Testo di partenza:
━━━━━━━━
Il vero campione cade e si rialza
Uno dei compititi dell’allenamento mentale è quello di aiutare l’atleta ad affrontare l’infortunio: infatti si tratta di un evento altamente critico che può avere conseguenze assai drammatiche per uno sportivo, come l’allontanamento dall’ambiente di gioco, la rinuncia ai propri progetti e il dover ricominciare da capo.
In questi frangenti una delle chiavi per superare la crisi consiste nell’identificare le variabili su cui è possibile agire e quali no, canalizzando gli sforzi di tutti i soggetti coinvolti per renderli produttivi al massimo, a beneficio dell’atleta.
Stefano Sensi, venticinquenne centrocampista dell’Inter definito il “maestro” per il suo impegno e le abilità di regista, ha dovuto rinunciare a 29 partire e fermarsi per 168 giorni a causa di infortuni. Le sue parole sono chiare: “gli infortuni mi hanno tolto il sorriso”. La batosta è stata tanto più dura perché è arrivata in un momento d’oro: 3 gol e 4 assist nelle prime sette partite. Iniziare scalando la vetta e bloccarsi più e più volte a causa degli infortuni può scalfire anche la mente più resistente e resiliente. “E’ difficile mascherare il malessere” dichiara Stefano.
━━━━━━━━
Sezione dati:
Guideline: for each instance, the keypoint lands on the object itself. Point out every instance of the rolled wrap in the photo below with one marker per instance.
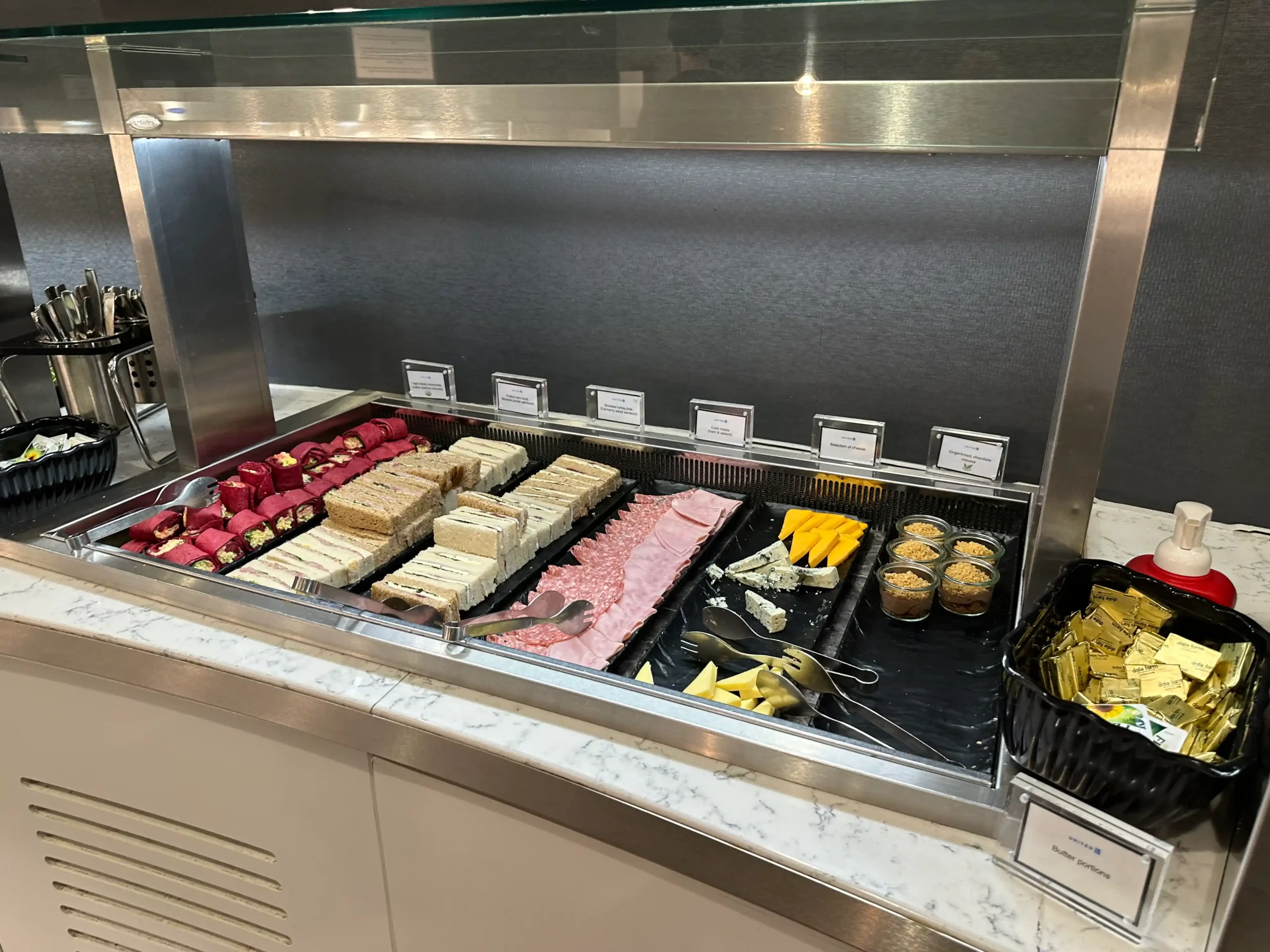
━━━━━━━━
Attività da svolgere:
a - Traduci in inglese questa frase del testo di partenza: «La batosta è stata tanto più dura perché è arrivata in un momento d’oro: 3 gol e 4 assist nelle prime sette partite.»
b - Secondo il testo di partenza, per quanti giorni Stefano Sensi si è dovuto fermare a causa degli infortuni?
c - Trascrivi dal testo di partenza il passo che va da "In questi frangenti" fino a "a beneficio dell’atleta." incluso.

Soluzioni:
a - The blow was all the harder because it came at a golden moment: 3 goals and 4 assists in the first seven matches.

b - Per 168 giorni.

c -
In questi frangenti una delle chiavi per superare la crisi consiste nell’identificare le variabili su cui è possibile agire e quali no, canalizzando gli sforzi di tutti i soggetti coinvolti per renderli produttivi al massimo, a beneficio dell’atleta.